** REQUEST **
Output the full listing below exactly as it reads, and skip anything that is a picture.

===== GIVEN ENTRIES

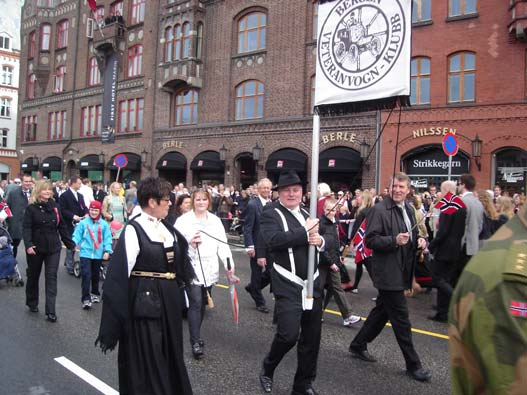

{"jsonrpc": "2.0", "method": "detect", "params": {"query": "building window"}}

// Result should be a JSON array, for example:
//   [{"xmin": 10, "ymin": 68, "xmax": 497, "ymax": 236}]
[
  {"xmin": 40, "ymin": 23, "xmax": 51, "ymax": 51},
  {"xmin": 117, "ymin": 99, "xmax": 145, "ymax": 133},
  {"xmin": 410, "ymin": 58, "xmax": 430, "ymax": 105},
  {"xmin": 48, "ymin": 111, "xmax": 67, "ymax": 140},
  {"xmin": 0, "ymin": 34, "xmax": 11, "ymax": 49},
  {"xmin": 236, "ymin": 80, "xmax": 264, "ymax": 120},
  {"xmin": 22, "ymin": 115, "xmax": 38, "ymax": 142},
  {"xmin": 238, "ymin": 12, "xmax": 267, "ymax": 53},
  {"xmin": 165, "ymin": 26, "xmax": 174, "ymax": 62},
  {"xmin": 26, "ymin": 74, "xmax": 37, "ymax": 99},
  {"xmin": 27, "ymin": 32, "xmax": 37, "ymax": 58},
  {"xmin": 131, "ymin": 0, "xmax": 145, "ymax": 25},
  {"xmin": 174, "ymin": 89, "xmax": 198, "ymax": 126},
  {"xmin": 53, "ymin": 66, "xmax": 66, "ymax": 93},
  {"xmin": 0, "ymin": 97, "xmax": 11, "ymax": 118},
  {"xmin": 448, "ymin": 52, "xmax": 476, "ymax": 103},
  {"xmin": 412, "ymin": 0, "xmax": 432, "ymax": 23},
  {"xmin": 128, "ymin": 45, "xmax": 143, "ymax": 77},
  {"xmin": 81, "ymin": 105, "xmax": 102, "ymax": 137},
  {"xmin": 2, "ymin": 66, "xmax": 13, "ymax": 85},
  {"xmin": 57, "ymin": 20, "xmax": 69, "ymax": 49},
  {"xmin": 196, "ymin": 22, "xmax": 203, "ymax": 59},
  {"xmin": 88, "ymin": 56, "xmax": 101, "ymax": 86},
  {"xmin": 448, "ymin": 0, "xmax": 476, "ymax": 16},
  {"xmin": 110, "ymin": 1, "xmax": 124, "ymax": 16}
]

==========

** EXERCISE SOLUTION **
{"jsonrpc": "2.0", "method": "detect", "params": {"query": "building window"}}

// Result should be a JSON array, for example:
//   [{"xmin": 10, "ymin": 68, "xmax": 497, "ymax": 236}]
[
  {"xmin": 40, "ymin": 23, "xmax": 51, "ymax": 51},
  {"xmin": 117, "ymin": 99, "xmax": 145, "ymax": 133},
  {"xmin": 410, "ymin": 58, "xmax": 430, "ymax": 105},
  {"xmin": 48, "ymin": 111, "xmax": 67, "ymax": 140},
  {"xmin": 0, "ymin": 34, "xmax": 11, "ymax": 49},
  {"xmin": 236, "ymin": 80, "xmax": 264, "ymax": 120},
  {"xmin": 22, "ymin": 115, "xmax": 38, "ymax": 142},
  {"xmin": 238, "ymin": 12, "xmax": 267, "ymax": 53},
  {"xmin": 165, "ymin": 26, "xmax": 174, "ymax": 62},
  {"xmin": 26, "ymin": 74, "xmax": 37, "ymax": 99},
  {"xmin": 27, "ymin": 32, "xmax": 37, "ymax": 58},
  {"xmin": 131, "ymin": 0, "xmax": 145, "ymax": 25},
  {"xmin": 174, "ymin": 89, "xmax": 198, "ymax": 126},
  {"xmin": 53, "ymin": 66, "xmax": 66, "ymax": 93},
  {"xmin": 0, "ymin": 97, "xmax": 11, "ymax": 118},
  {"xmin": 448, "ymin": 52, "xmax": 476, "ymax": 103},
  {"xmin": 412, "ymin": 0, "xmax": 432, "ymax": 23},
  {"xmin": 128, "ymin": 45, "xmax": 143, "ymax": 77},
  {"xmin": 81, "ymin": 105, "xmax": 102, "ymax": 137},
  {"xmin": 2, "ymin": 66, "xmax": 13, "ymax": 85},
  {"xmin": 57, "ymin": 20, "xmax": 69, "ymax": 49},
  {"xmin": 196, "ymin": 22, "xmax": 203, "ymax": 59},
  {"xmin": 88, "ymin": 56, "xmax": 101, "ymax": 86},
  {"xmin": 448, "ymin": 0, "xmax": 476, "ymax": 16},
  {"xmin": 110, "ymin": 1, "xmax": 124, "ymax": 16}
]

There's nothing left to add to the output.